■ Document
** BEGIN **

A Slice of Life from Charlestown – Volume 1: A Map of New Beginnings

I’m sitting in the window seat of our little red house in Charlestown. I love that I have already discovered this sweet space for writing, thinking, staring off into space, and yes – even crying.

My view to one side is of fall mums, birds of all kinds, and fat squirrels that shamelessly steal the bird seed. To the other I see our favorite books, arranged meticulously by country. It is a wonderful sight and the treasures and stories that rest in our bookshelves are remarkable. It would take me more than the lifetime I have to read all these books, but I press forward anyway.

It hurt a bit to write the title of this blog. I loved writing my slice of life from Kurdistan posts, bringing you into both the joys and struggles of our world so many miles away. But I am grateful to you who read, because you have not stopped reading just because I have returned. You read Communicating Across Boundaries before I left, you read it while I was away, and you are reading now that I’m back. I may feel deeply that I’ve let you down – but you certainly don’t communicate that back to me. From my heart I thank you.

I have felt my third culture personhood acutely these past weeks. From getting lost to struggling with identity, I have lost my reference points. I am finding this to be a major task in this new space – to find my markers, to establish my map of yet another new beginning.

** END **

■ Lines pointing to named objects
** BEGIN **

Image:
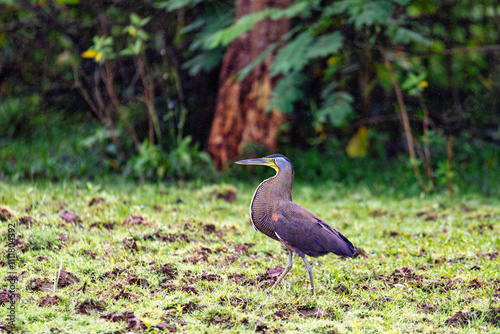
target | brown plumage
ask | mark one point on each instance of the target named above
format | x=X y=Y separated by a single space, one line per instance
x=299 y=230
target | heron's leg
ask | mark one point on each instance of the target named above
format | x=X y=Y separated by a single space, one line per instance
x=309 y=269
x=287 y=269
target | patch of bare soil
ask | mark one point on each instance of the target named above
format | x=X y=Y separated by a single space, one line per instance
x=49 y=301
x=70 y=216
x=133 y=322
x=6 y=296
x=135 y=220
x=27 y=221
x=317 y=312
x=228 y=196
x=135 y=280
x=63 y=237
x=360 y=252
x=6 y=213
x=96 y=201
x=210 y=277
x=131 y=245
x=21 y=245
x=341 y=289
x=165 y=327
x=66 y=279
x=188 y=307
x=380 y=213
x=271 y=275
x=126 y=295
x=113 y=274
x=103 y=225
x=460 y=318
x=405 y=274
x=190 y=289
x=240 y=279
x=5 y=328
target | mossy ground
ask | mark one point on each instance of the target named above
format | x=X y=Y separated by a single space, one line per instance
x=185 y=258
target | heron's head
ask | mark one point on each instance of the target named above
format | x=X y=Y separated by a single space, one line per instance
x=276 y=161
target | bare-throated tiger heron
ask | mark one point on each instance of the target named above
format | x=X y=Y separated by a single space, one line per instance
x=300 y=231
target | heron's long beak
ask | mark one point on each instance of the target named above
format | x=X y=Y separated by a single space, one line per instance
x=258 y=161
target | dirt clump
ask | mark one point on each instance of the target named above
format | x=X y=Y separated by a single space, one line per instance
x=104 y=225
x=66 y=279
x=133 y=322
x=6 y=296
x=6 y=213
x=89 y=306
x=96 y=201
x=27 y=221
x=135 y=220
x=69 y=216
x=271 y=275
x=39 y=284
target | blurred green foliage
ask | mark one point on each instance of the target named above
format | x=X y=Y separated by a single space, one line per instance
x=130 y=87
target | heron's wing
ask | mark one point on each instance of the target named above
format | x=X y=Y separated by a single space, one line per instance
x=304 y=231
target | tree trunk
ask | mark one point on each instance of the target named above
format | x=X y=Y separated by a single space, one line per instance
x=240 y=115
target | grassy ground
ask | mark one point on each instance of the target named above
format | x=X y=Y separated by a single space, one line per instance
x=184 y=258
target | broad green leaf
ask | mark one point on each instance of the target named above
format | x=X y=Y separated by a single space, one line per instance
x=336 y=108
x=225 y=36
x=286 y=92
x=325 y=45
x=405 y=36
x=358 y=144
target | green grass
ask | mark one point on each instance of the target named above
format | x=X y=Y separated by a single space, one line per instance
x=450 y=248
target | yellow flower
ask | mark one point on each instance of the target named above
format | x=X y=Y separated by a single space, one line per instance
x=89 y=54
x=332 y=60
x=132 y=31
x=98 y=56
x=92 y=54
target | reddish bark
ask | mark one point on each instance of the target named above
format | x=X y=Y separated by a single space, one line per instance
x=240 y=110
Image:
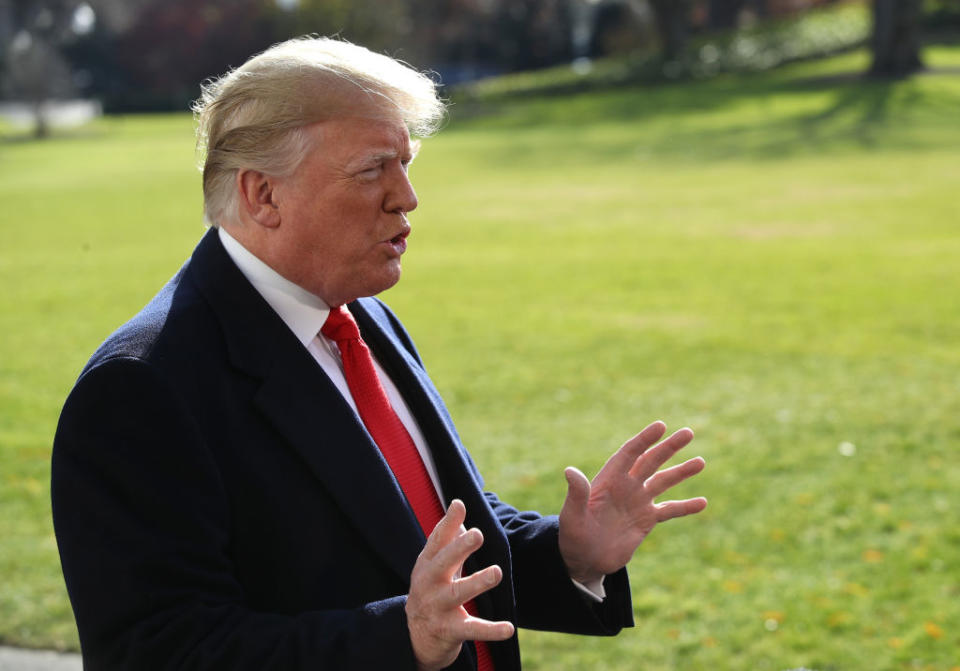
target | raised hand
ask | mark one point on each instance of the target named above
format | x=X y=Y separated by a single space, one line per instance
x=603 y=522
x=438 y=622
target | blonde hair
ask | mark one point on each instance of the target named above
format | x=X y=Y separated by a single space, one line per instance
x=254 y=117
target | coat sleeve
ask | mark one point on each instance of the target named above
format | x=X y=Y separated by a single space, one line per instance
x=546 y=596
x=143 y=526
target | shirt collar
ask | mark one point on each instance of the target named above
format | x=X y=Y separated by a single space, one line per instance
x=304 y=313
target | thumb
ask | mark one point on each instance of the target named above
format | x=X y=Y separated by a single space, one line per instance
x=578 y=487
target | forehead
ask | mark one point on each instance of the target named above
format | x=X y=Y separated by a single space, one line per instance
x=358 y=138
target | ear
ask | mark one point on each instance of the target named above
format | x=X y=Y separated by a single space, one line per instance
x=256 y=194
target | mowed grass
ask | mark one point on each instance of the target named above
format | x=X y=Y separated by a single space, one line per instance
x=771 y=260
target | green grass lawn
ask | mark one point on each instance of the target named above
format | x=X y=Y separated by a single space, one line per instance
x=771 y=259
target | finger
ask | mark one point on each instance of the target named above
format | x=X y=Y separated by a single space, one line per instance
x=663 y=480
x=445 y=565
x=622 y=460
x=478 y=629
x=578 y=488
x=447 y=529
x=465 y=589
x=671 y=509
x=651 y=460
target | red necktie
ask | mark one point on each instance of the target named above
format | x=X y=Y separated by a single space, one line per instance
x=390 y=435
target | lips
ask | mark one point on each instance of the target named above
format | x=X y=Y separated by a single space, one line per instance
x=399 y=241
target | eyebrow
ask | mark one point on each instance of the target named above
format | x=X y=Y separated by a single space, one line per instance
x=384 y=155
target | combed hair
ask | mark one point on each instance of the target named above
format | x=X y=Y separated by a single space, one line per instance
x=254 y=117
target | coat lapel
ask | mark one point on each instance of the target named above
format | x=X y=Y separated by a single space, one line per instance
x=457 y=472
x=307 y=410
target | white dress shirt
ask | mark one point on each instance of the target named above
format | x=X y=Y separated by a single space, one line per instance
x=304 y=314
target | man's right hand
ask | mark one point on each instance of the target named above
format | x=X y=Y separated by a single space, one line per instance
x=438 y=622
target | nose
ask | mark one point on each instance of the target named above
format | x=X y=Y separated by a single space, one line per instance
x=401 y=196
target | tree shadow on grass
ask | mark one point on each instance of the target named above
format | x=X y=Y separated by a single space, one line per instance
x=857 y=114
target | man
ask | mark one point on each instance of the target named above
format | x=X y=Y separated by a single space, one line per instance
x=241 y=480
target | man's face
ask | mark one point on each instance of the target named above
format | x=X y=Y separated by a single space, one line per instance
x=343 y=223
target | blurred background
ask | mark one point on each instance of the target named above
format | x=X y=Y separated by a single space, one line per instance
x=149 y=55
x=737 y=215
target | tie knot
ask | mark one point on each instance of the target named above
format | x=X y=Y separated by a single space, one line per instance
x=340 y=325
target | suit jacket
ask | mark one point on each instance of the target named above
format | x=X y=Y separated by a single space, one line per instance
x=218 y=505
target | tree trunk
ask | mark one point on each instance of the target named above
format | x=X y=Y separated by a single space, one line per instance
x=671 y=18
x=724 y=14
x=41 y=128
x=896 y=37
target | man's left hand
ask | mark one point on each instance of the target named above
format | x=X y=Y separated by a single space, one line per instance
x=603 y=522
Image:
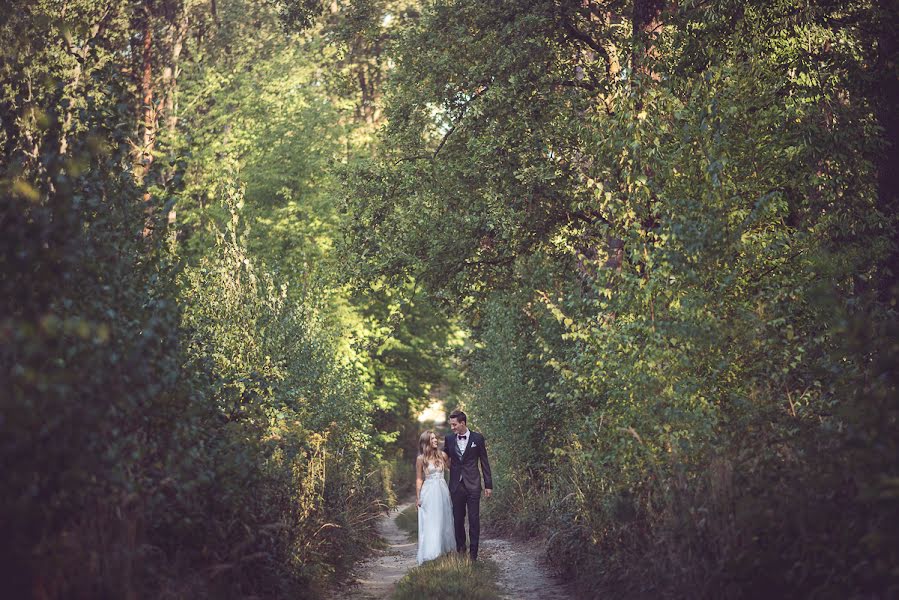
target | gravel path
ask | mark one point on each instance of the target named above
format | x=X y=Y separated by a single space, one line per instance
x=376 y=577
x=521 y=577
x=521 y=574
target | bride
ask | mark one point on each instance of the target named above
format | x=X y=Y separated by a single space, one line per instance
x=435 y=513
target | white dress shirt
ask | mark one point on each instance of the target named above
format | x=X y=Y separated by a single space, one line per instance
x=463 y=444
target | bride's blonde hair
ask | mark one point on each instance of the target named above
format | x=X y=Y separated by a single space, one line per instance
x=427 y=452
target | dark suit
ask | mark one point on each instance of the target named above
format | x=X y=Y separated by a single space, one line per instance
x=465 y=486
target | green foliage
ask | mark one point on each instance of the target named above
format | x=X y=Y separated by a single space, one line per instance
x=450 y=576
x=671 y=248
x=177 y=421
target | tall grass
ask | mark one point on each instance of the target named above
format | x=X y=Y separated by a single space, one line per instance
x=450 y=576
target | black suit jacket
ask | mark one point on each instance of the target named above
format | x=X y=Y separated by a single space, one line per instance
x=464 y=467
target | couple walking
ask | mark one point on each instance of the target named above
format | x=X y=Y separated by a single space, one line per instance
x=442 y=508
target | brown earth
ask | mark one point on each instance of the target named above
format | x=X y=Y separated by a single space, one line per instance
x=521 y=574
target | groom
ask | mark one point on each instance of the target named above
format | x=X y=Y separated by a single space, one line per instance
x=466 y=449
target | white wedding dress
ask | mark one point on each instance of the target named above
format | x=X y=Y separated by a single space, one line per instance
x=435 y=517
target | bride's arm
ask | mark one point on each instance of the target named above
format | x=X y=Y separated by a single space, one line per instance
x=418 y=479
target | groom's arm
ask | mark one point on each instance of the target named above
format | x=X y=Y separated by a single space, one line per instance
x=485 y=468
x=446 y=448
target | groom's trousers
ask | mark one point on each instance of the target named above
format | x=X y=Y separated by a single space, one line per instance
x=468 y=500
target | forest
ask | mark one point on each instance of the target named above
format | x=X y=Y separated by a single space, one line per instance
x=648 y=246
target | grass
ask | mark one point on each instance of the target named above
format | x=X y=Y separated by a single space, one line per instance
x=450 y=576
x=408 y=520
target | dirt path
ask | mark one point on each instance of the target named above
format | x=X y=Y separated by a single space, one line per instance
x=521 y=577
x=375 y=578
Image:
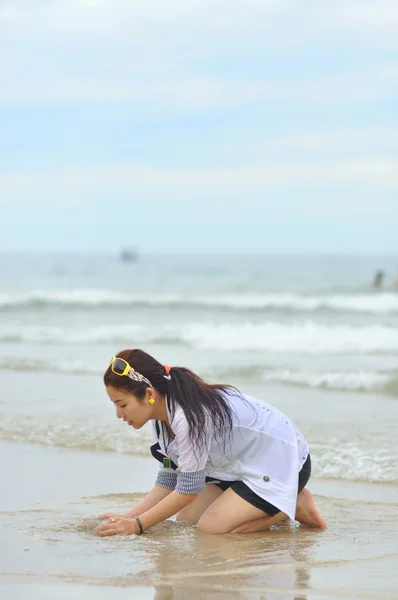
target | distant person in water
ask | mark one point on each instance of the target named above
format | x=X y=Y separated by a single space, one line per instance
x=228 y=463
x=378 y=279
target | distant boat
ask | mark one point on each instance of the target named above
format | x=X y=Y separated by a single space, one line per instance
x=128 y=255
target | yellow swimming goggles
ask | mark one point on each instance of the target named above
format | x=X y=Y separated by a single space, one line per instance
x=121 y=367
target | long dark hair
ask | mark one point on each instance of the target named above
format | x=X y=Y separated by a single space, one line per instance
x=197 y=398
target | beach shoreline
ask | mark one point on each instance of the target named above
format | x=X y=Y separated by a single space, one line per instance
x=48 y=544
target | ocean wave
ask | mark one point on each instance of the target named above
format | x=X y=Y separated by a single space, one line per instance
x=354 y=462
x=303 y=337
x=375 y=303
x=350 y=461
x=385 y=382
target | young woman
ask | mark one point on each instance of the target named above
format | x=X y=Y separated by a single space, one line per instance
x=228 y=463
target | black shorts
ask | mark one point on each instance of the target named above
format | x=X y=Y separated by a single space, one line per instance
x=247 y=494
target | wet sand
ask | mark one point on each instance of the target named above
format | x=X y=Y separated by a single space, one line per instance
x=49 y=504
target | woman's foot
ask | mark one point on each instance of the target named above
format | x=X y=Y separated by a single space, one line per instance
x=306 y=511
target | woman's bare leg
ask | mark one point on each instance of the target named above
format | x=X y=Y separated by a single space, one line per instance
x=192 y=513
x=306 y=511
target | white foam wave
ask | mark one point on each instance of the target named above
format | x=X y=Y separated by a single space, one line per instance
x=351 y=461
x=367 y=381
x=269 y=336
x=377 y=303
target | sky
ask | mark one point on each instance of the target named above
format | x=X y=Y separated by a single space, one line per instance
x=199 y=126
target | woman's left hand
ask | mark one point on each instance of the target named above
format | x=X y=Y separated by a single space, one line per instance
x=118 y=526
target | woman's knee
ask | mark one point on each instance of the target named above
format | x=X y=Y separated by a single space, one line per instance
x=209 y=524
x=187 y=516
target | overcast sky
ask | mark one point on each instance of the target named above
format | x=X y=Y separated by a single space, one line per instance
x=199 y=125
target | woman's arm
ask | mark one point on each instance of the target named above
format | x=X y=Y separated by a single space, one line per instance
x=166 y=508
x=169 y=506
x=156 y=494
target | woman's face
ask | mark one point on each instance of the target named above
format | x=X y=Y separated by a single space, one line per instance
x=135 y=412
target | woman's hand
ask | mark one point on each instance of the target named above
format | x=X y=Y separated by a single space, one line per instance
x=110 y=515
x=118 y=526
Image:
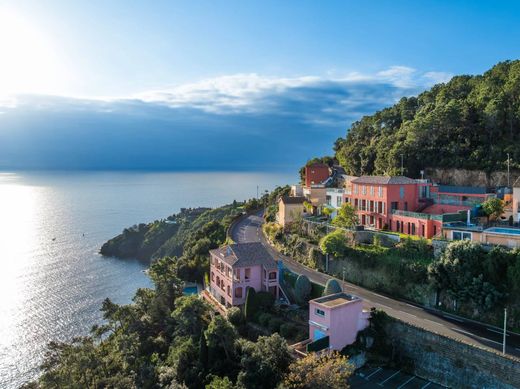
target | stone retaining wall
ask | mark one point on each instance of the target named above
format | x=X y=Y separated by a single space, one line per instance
x=451 y=363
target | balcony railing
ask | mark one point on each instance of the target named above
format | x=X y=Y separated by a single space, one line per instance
x=416 y=215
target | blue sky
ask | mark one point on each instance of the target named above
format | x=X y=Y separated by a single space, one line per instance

** END **

■ Exercises
- a) Answer these questions from the Charlestown post:
(i) What color is the house in Charlestown?
(ii) How are the favorite books on the bookshelves arranged?
(iii) What is the name of the blog the readers kept reading before, during, and after the time away?
- b) List every activity the Charlestown post names as something the window seat is used for.
These lines play no part in the work that uses the Charlestown post.

■ Answers to the problems
- a)
(i) Red
(ii) By country
(iii) Communicating Across Boundaries

- b) Writing, thinking, staring off into space, crying